start
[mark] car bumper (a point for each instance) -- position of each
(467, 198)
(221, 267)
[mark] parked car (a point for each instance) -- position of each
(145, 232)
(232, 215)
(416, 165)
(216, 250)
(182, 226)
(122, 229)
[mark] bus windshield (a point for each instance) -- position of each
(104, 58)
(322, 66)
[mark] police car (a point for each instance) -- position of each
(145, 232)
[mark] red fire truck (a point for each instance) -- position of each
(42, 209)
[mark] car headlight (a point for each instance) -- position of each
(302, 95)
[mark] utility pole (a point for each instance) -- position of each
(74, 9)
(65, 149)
end
» PROBLEM REQUIREMENTS
Please reproduce all of the records above, each request line included, adding 133 to every coordinate in the answers.

» EXERCISE ANSWER
[mark] car bumper (a point for each instance) -- position of each
(600, 331)
(354, 400)
[mark] parked car (a point for each instance) -- position of each
(278, 365)
(365, 348)
(549, 298)
(349, 383)
(315, 359)
(255, 362)
[mark] bus windshield (a point for each instance) -- position of each
(237, 191)
(455, 199)
[mark] police car (a point for each instance) -- position of each
(278, 365)
[mark] red fire truck (a point for each instance) -- position of each
(175, 342)
[mark] car headlight (a point for each instance) -- position of each
(435, 228)
[mark] utility pole (a point for each instance) -- position of each
(207, 142)
(198, 282)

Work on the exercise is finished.